Extrait choisi ▸
++++

CA Dijon, 2e ch., 28 décembre 1891

DIJON

Arrêt

Autre

COMPOSITION DE LA JURIDICTION

Président :

M. Masson

Avocats :

Me Gouget, Me Toussaint

T. com. Châlon-sur-Saône, du 20 mai 1891

20 mai 1891

LA COUR

Attendu que la saisie n’a pas pour effet de transférer du saisi au saisissant la propriété des objets sur lesquels elle porte ;

Que, jusqu'au jour de la vente, la propriété de ces objets repose, en droit, sur la tète du saisi, de même que leur possession reste, en fait, entre ses mains ;

Que la mesure conservatoire dont ils sont frappés n’a d’autre conséquence que d’enlever au saisi la faculté d’en disposer au préjudice de ses créanciers ;

Attendu, dès lors, que c’est à tort que les premiers juges déclarent que le saisissant avait charge de prendre les mesures nécessaires pour la conservation de son gage ;

Attendu qu’il serait souverainement injuste de faire supporter au saisissant la conséquence d’avaries qu’il n’a, ni en droit, ni en fait, le moyen d’empêcher ;

Attendu que la loi, prévoyant précisément le cas où, par négligence ou mauvaise volonté, le saisi laisserait dépérir le gage de ses créanciers, a prescrit qu’il serait établi un gardien chargé de veiller à leur conservation ;

Attendu que le saisissant ne peut évidemment être rendu responsable des actes de ce gardien, au choix duquel il n’a eu aucune part, et qui est désigné par une disposition impérative du code de procédure (art. 628) ;

Qu’il y a donc lieu de faire ici l’application de la règle générale : res perit domino, et cela avec d’autant plus de raison, qu’il semble, d’après les documents de la cause, que c’est à la rigueur de l’hiver 1890-91 que doit être attribuée la perte des betteraves saisies sur Bonnamour, des conditions atmosphériques tout à fait exceptionnelles ayant rendu inefficaces les précautions qui suffisent d’ordinaire à assurer la conservation de ces légumes, circonstance qui constituerait un véritable cas de force majeure ;

Attendu, au surplus, qu’il n’échet, en l’état, d’examiner cette question, la faute, s’il venait à être démontré qu’il y en a eu une de commise, ne pouvant engager que la responsabilité du gardien, qui n’est pas en cause.

++++

Consigne écrite 1 ▸
Relevez tous les noms de personnes qui figurent dans l'arrêt de la cour de Dijon.
Consigne écrite 2 ▸
Reproduisez le passage de l'arrêt de la cour de Dijon compris entre « Attendu, au surplus, qu’il » et « pas en cause. », ces deux bornes incluses.

++++

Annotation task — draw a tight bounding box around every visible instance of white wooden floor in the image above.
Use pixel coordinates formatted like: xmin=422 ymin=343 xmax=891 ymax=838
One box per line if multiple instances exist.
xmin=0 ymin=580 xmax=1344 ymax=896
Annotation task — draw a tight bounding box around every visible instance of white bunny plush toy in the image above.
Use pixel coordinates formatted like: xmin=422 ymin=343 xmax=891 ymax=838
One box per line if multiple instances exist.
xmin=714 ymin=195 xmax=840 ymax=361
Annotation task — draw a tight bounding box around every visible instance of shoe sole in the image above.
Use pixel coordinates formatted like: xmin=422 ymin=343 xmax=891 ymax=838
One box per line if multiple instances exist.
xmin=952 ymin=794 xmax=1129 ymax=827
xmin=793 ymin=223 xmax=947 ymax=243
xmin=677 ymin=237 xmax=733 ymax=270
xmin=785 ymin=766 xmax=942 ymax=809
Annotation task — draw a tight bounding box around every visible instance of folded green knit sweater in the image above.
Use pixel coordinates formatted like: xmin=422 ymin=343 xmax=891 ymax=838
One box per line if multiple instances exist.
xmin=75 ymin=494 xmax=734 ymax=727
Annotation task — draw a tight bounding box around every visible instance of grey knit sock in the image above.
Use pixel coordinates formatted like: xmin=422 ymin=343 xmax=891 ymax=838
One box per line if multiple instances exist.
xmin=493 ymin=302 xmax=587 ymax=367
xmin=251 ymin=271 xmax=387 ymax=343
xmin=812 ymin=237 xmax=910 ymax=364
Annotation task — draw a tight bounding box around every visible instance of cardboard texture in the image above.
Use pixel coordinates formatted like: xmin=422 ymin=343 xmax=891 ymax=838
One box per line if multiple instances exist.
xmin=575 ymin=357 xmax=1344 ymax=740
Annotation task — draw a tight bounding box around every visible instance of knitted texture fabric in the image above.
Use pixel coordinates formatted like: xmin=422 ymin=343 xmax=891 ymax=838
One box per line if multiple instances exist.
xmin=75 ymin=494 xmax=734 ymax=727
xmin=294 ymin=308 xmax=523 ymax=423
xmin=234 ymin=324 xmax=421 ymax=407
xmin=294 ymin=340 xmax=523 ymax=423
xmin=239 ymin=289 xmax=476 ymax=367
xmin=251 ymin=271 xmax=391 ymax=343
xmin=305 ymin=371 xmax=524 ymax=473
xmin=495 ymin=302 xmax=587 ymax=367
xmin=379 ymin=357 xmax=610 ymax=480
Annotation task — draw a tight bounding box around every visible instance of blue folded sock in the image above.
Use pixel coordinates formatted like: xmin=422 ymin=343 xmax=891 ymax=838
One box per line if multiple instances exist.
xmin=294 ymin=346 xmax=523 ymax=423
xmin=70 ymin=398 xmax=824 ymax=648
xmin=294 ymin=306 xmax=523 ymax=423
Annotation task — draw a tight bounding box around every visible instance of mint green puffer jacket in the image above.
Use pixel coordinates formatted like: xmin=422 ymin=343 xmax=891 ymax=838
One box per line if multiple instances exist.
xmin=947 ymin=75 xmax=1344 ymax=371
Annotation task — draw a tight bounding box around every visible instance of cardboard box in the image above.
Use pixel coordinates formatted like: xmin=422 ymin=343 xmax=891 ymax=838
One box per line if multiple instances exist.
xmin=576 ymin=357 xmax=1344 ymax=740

++++

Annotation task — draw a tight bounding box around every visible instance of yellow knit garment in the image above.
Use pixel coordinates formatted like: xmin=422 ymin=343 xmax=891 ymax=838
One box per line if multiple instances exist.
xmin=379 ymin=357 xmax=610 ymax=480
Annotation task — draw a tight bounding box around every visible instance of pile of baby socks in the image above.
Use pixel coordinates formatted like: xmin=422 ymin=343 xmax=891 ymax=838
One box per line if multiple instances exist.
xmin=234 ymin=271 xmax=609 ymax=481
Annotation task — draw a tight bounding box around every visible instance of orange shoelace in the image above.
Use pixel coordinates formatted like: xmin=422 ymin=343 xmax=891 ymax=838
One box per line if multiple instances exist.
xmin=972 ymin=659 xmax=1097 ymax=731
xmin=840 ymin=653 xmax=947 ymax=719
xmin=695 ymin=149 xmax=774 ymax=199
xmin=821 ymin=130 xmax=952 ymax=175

++++

Réponse complète 1 ▸
Masson, Gouget, Toussaint, Bonnamour

Réponse complète 2 ▸
Attendu, au surplus, qu’il n’échet, en l’état, d’examiner cette question, la faute, s’il venait à être démontré qu’il y en a eu une de commise, ne pouvant engager que la responsabilité du gardien, qui n’est pas en cause.